* Start *
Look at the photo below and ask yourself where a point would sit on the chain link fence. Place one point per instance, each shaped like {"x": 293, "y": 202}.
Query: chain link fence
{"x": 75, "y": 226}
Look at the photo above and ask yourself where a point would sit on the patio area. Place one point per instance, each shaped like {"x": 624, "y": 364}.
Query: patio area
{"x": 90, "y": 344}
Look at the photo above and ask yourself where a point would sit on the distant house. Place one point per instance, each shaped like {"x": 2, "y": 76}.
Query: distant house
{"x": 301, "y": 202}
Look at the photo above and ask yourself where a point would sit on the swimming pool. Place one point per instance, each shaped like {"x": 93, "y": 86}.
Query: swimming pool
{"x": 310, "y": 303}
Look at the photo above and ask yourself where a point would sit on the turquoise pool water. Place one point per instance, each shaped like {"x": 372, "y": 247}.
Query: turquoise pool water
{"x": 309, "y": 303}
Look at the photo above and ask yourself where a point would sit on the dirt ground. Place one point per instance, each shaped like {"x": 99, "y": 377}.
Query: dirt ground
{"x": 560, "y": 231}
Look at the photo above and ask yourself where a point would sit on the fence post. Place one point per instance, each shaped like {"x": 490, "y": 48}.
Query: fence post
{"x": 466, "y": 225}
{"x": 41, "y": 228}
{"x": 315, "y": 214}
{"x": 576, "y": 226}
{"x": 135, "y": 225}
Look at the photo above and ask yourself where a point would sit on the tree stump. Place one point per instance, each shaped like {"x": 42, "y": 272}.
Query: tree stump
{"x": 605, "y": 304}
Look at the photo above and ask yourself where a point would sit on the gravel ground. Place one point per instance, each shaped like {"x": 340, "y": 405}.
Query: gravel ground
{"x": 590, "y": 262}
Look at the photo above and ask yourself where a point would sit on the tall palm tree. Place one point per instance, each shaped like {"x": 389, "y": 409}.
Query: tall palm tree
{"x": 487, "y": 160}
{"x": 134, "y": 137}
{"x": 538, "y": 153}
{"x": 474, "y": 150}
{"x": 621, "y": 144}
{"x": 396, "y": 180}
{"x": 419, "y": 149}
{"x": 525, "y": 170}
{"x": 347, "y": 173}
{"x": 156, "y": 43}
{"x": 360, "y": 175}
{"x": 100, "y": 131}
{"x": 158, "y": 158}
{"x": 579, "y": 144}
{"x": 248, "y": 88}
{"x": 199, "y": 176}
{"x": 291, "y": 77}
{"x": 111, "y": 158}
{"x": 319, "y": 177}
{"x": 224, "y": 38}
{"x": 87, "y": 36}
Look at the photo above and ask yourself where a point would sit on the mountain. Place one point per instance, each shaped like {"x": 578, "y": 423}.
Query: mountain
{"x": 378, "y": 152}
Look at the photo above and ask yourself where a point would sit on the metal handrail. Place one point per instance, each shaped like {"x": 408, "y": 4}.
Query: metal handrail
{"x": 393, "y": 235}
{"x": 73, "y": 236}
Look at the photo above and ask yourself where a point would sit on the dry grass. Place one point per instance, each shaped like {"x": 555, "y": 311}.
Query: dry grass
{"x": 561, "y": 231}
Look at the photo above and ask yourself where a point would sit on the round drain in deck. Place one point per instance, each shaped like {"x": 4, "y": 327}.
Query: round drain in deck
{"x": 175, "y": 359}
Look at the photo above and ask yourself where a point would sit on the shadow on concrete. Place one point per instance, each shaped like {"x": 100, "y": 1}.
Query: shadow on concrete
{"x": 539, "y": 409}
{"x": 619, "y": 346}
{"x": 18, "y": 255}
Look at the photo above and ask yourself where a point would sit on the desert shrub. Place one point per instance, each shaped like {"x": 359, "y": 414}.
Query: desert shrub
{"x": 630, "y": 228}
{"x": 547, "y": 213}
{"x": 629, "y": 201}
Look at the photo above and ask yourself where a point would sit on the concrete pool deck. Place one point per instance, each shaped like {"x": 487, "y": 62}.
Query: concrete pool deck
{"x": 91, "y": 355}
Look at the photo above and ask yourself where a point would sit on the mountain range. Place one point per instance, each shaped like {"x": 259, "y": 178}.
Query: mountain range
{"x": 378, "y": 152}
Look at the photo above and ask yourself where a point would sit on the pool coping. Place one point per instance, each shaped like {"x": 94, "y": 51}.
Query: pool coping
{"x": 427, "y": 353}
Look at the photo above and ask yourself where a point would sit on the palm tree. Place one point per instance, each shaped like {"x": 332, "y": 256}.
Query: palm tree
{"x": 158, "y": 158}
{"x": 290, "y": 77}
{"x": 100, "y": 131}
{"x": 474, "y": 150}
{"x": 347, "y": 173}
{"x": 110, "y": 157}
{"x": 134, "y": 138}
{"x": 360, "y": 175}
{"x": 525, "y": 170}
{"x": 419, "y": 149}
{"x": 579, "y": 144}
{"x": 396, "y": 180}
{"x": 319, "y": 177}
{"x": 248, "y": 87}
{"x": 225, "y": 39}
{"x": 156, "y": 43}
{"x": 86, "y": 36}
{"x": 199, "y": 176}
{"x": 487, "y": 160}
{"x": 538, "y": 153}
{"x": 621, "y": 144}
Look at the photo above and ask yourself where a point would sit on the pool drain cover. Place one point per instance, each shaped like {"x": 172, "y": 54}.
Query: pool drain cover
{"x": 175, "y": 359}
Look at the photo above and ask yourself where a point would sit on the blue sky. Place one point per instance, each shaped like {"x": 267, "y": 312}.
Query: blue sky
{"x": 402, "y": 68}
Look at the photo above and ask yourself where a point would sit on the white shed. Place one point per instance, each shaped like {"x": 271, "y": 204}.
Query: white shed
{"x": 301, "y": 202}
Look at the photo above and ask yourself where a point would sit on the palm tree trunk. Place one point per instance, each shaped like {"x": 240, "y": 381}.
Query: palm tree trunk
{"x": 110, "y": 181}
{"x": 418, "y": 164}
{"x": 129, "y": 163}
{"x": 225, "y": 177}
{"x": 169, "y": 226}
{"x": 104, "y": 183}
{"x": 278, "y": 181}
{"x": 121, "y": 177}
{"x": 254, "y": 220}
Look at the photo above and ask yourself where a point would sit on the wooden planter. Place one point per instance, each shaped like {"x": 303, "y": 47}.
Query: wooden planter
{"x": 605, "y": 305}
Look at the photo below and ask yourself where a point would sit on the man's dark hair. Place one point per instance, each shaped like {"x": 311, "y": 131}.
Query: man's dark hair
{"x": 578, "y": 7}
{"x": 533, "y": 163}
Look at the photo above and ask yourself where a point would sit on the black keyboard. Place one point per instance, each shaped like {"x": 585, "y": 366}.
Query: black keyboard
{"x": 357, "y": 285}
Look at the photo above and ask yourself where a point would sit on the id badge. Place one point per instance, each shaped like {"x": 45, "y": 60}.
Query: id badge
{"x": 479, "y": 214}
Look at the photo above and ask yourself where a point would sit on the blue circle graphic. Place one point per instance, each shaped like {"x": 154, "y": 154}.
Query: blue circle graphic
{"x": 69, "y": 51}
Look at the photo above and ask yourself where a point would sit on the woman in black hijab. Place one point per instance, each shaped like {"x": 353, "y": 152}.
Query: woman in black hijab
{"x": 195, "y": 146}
* End *
:: JOB ::
Print the records above in full, exactly.

:: REPLY TO THE EXERCISE ::
Look at the photo below and ask yourself where a point would sit on the chain link fence. Place one point per instance, each shaped like {"x": 293, "y": 202}.
Query: chain link fence
{"x": 75, "y": 226}
Look at the photo above and ask yourself where a point would sit on the patio area. Place one point per instance, each shaped like {"x": 624, "y": 364}.
Query: patio area
{"x": 90, "y": 344}
Look at the photo above and ask yourself where a point would sit on the distant house. Place one point per instance, each shaped like {"x": 2, "y": 76}.
Query: distant house
{"x": 301, "y": 202}
Look at the photo above and ask yourself where a point would sit on the swimming pool. Place one point per instance, each shaped like {"x": 93, "y": 86}.
Query: swimming pool
{"x": 310, "y": 303}
Look at the photo above and ask yourself where a point would sit on the turquoise pool water. Place one point per instance, each shaped like {"x": 372, "y": 247}.
Query: turquoise pool water
{"x": 309, "y": 303}
Look at the photo above and ask yourself where a point would sit on the dirt ground. Place one point per instance, each shaped like {"x": 99, "y": 377}.
Query: dirt ground
{"x": 560, "y": 231}
Look at the photo above and ask yourself where a point would sit on the fence post. Place one point per instance, each shaped like {"x": 490, "y": 48}.
Query: fence post
{"x": 466, "y": 225}
{"x": 41, "y": 228}
{"x": 315, "y": 214}
{"x": 576, "y": 226}
{"x": 135, "y": 225}
Look at the photo above and ask yourself where a point would sit on the tree stump. Place one point per instance, each shaped like {"x": 42, "y": 272}.
Query: tree stump
{"x": 605, "y": 304}
Look at the photo above and ask yourself where a point would sit on the gravel ground. Place one point per instance, each shaped like {"x": 340, "y": 405}.
Query: gravel ground
{"x": 590, "y": 262}
Look at the photo above and ask yourself where a point would sit on the tall palm tree. Place one point per instance, each shaped like {"x": 389, "y": 409}.
Query: tall palm tree
{"x": 487, "y": 160}
{"x": 134, "y": 137}
{"x": 538, "y": 153}
{"x": 474, "y": 150}
{"x": 621, "y": 144}
{"x": 396, "y": 180}
{"x": 419, "y": 149}
{"x": 525, "y": 170}
{"x": 347, "y": 173}
{"x": 156, "y": 43}
{"x": 360, "y": 175}
{"x": 100, "y": 131}
{"x": 158, "y": 158}
{"x": 579, "y": 144}
{"x": 248, "y": 88}
{"x": 199, "y": 176}
{"x": 291, "y": 77}
{"x": 111, "y": 158}
{"x": 319, "y": 177}
{"x": 224, "y": 38}
{"x": 87, "y": 36}
Look at the photo above and ask yourself where a point would sit on the mountain. Place one point per instance, each shaped like {"x": 578, "y": 423}.
Query: mountain
{"x": 378, "y": 152}
Look at the photo above and ask yourself where a point would sit on the metal handrail. Place one point per instance, each shaped like {"x": 408, "y": 4}.
Query: metal handrail
{"x": 393, "y": 235}
{"x": 73, "y": 236}
Look at the photo above and ask yourself where a point would sit on the dry grass. Place one point per instance, each shaped like {"x": 555, "y": 311}.
Query: dry grass
{"x": 561, "y": 231}
Look at the photo above and ask yourself where a point would sit on the round drain in deck. Place one point per instance, each shaped like {"x": 4, "y": 327}.
Query: round drain in deck
{"x": 175, "y": 359}
Look at the photo above and ask yourself where a point would sit on the shadow on concrete. Place one point per instance, each shaped like {"x": 100, "y": 1}.
Query: shadow on concrete
{"x": 539, "y": 409}
{"x": 619, "y": 346}
{"x": 18, "y": 255}
Look at the photo above and ask yourself where a point would sit on the desert shrub. Place one point per instance, each shaped like {"x": 359, "y": 414}.
Query: desert shrub
{"x": 630, "y": 228}
{"x": 547, "y": 213}
{"x": 629, "y": 201}
Look at the photo above and ask yourself where a point would sit on the concrete pool deck. Place one point per instance, each shaped like {"x": 487, "y": 62}.
Query: concrete pool deck
{"x": 91, "y": 355}
Look at the photo above and ask yourself where a point would sit on the mountain range. Place one point per instance, each shaped like {"x": 259, "y": 178}.
Query: mountain range
{"x": 378, "y": 152}
Look at the photo above and ask yourself where a point would sit on the pool coping. Place one point per instance, each shaped like {"x": 94, "y": 51}.
Query: pool coping
{"x": 427, "y": 353}
Look at the photo above and ask yourself where a point would sit on the palm tree. Place one point per instance, each shaped like {"x": 332, "y": 256}.
Query: palm tree
{"x": 158, "y": 158}
{"x": 290, "y": 77}
{"x": 100, "y": 131}
{"x": 474, "y": 150}
{"x": 347, "y": 173}
{"x": 110, "y": 157}
{"x": 134, "y": 138}
{"x": 360, "y": 175}
{"x": 525, "y": 170}
{"x": 419, "y": 149}
{"x": 579, "y": 144}
{"x": 396, "y": 180}
{"x": 319, "y": 177}
{"x": 248, "y": 87}
{"x": 225, "y": 39}
{"x": 156, "y": 43}
{"x": 86, "y": 36}
{"x": 199, "y": 176}
{"x": 487, "y": 160}
{"x": 538, "y": 153}
{"x": 621, "y": 144}
Look at the photo above and ask yourself where a point would sit on the pool drain cover. Place one point per instance, each shaped like {"x": 172, "y": 54}.
Query: pool drain cover
{"x": 175, "y": 359}
Look at the photo above and ask yourself where a point would sit on the blue sky. Place one point per instance, each shaped like {"x": 267, "y": 312}.
Query: blue sky
{"x": 402, "y": 68}
Look at the photo above and ask yourself where a point would sit on the white shed. Place one point per instance, each shaped like {"x": 271, "y": 204}.
Query: white shed
{"x": 301, "y": 202}
Look at the photo above and ask yourself where a point would sit on the palm tree trunk. Place one point per instance, each shaped like {"x": 240, "y": 381}.
Query: palm tree trunk
{"x": 110, "y": 181}
{"x": 418, "y": 164}
{"x": 129, "y": 163}
{"x": 225, "y": 177}
{"x": 169, "y": 226}
{"x": 104, "y": 183}
{"x": 278, "y": 181}
{"x": 121, "y": 177}
{"x": 254, "y": 220}
Look at the photo above and ask yourself where a point would sit on the wooden planter. Place one point per instance, each shaped like {"x": 303, "y": 47}.
Query: wooden planter
{"x": 605, "y": 305}
Look at the photo below and ask yourself where a point would sit on the man's dark hair. Place one point per instance, each shaped like {"x": 311, "y": 131}.
Query: man's dark hair
{"x": 578, "y": 7}
{"x": 533, "y": 163}
Look at the photo above and ask yourself where a point would sit on the black keyboard. Place one point per instance, each shaped like {"x": 585, "y": 366}.
Query: black keyboard
{"x": 357, "y": 285}
Look at the photo above and ask yourself where a point would sit on the id badge. Place one point per instance, each shaped like {"x": 45, "y": 60}.
Query: id badge
{"x": 479, "y": 214}
Look at the photo above and ask yourself where a point would sit on the blue circle graphic. Place one point per instance, each shaped like {"x": 154, "y": 154}.
Query: blue circle graphic
{"x": 69, "y": 51}
Look at the photo above and ask yourself where a point would sit on the woman in black hijab. Place one point per instance, each shaped like {"x": 353, "y": 152}.
Query: woman in black hijab
{"x": 195, "y": 146}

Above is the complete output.